Exercise task A: Output the passage of the article on accused priests' benefits word for word, starting with "Most will, however, continue" and going on through "potential guilty verdict.".

Document extract:
☆ ☆ ☆ ☆ ☆

Dioceses: Accused priests keep retirement benefits, but not legal defense
None of the priests facing sexual misconduct charges stemming from Attorney General Dana Nessel's investigation into clergy abuse in Michigan will get help paying for their legal defense from the Michigan dioceses where they used to work.
Most will, however, continue receiving retirement benefits through their diocesan retirement plans because pensions are protected by federal law.
For others not yet of retirement age, Michigan's various dioceses are required by canon or church law to provide "sustenance" for their priests leading up to and even after a potential guilty verdict.
In May, Nessel charged five priests who had worked in three Michigan dioceses with sexual misconduct charges as part of the attorney general’s investigation in clergy sexual abuse in Michigan’s seven dioceses. At the time, Nessel said the charges were “just the tip of the iceberg” and more legal action is expected.

☆ ☆ ☆ ☆ ☆

Information supplied:
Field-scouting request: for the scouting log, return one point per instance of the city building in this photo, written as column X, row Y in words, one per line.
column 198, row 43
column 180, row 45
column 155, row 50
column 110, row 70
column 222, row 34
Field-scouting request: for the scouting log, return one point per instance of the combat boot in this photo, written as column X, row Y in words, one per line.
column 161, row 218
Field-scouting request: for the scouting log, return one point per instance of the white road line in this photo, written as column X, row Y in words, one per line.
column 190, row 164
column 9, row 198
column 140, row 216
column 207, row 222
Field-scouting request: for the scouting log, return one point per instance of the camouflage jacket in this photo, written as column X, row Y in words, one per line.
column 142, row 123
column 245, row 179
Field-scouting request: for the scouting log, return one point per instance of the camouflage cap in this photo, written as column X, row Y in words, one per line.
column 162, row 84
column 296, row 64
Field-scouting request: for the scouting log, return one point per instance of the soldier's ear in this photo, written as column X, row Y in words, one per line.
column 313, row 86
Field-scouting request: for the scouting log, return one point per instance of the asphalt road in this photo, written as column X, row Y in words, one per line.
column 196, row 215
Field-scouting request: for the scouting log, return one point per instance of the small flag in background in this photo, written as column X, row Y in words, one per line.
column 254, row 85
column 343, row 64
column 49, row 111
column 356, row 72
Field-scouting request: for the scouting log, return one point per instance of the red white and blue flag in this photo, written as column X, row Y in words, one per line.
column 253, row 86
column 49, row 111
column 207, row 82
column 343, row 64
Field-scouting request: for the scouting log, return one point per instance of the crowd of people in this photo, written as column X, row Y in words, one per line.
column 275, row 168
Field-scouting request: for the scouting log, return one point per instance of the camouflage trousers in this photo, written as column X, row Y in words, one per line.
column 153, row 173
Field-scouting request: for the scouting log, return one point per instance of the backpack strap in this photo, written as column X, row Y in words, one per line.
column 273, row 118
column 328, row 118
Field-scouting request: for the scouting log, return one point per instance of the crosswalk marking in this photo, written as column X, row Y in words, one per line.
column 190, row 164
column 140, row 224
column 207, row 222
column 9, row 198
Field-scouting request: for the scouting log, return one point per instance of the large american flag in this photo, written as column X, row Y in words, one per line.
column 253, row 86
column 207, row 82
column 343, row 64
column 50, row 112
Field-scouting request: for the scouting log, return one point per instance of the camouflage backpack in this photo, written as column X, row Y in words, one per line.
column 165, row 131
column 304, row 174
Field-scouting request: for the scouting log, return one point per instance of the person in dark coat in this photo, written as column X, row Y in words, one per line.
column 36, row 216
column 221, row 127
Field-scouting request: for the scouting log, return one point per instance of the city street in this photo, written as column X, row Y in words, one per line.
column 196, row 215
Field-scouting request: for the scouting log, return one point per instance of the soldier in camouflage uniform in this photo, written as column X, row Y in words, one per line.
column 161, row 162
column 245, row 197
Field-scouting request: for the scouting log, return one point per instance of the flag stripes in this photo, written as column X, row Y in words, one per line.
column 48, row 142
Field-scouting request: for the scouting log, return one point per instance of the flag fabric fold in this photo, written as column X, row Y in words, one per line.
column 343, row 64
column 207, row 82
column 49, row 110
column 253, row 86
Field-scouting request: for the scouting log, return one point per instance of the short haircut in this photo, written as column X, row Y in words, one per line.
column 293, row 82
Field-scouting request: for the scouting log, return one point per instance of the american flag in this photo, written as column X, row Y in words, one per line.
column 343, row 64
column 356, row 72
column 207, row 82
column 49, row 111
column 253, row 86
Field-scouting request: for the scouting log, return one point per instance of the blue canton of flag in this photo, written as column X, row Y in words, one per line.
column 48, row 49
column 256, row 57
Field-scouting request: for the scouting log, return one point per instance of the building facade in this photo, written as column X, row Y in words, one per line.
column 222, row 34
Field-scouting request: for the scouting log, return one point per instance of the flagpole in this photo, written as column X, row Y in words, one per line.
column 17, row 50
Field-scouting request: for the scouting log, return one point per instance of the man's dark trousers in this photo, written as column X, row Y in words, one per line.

☆ ☆ ☆ ☆ ☆

Exercise task B: Return the lines of the entries word for word, starting with the line with "of the combat" and going on through the line with "column 328, row 118". Include both of those lines and nothing else.

Answer A:
Most will, however, continue receiving retirement benefits through their diocesan retirement plans because pensions are protected by federal law.
For others not yet of retirement age, Michigan's various dioceses are required by canon or church law to provide "sustenance" for their priests leading up to and even after a potential guilty verdict.

Answer B:
Field-scouting request: for the scouting log, return one point per instance of the combat boot in this photo, written as column X, row Y in words, one per line.
column 161, row 218
Field-scouting request: for the scouting log, return one point per instance of the white road line in this photo, written as column X, row Y in words, one per line.
column 190, row 164
column 9, row 198
column 140, row 216
column 207, row 222
Field-scouting request: for the scouting log, return one point per instance of the camouflage jacket in this photo, written as column X, row Y in words, one per line.
column 142, row 123
column 245, row 179
Field-scouting request: for the scouting log, return one point per instance of the camouflage cap in this photo, written as column X, row Y in words, one per line.
column 162, row 84
column 296, row 64
Field-scouting request: for the scouting log, return one point per instance of the soldier's ear in this photo, written as column X, row Y in words, one per line.
column 313, row 86
Field-scouting request: for the scouting log, return one point per instance of the asphalt road in this photo, written as column X, row Y in words, one per line.
column 196, row 215
Field-scouting request: for the scouting log, return one point per instance of the small flag in background in this photo, written as column X, row Y in words, one per line.
column 254, row 85
column 343, row 64
column 49, row 111
column 356, row 72
Field-scouting request: for the scouting log, return one point per instance of the red white and blue flag in this photo, written as column X, row Y in words, one per line.
column 253, row 86
column 49, row 111
column 207, row 82
column 343, row 64
Field-scouting request: for the scouting log, return one point per instance of the crowd of people in this photo, written as column X, row Y in words, one per line.
column 275, row 168
Field-scouting request: for the scouting log, return one point per instance of the camouflage trousers in this photo, written as column X, row Y in words, one per line.
column 153, row 173
Field-scouting request: for the scouting log, return one point per instance of the backpack strap in this photo, written as column X, row Y in words, one per line.
column 273, row 118
column 328, row 118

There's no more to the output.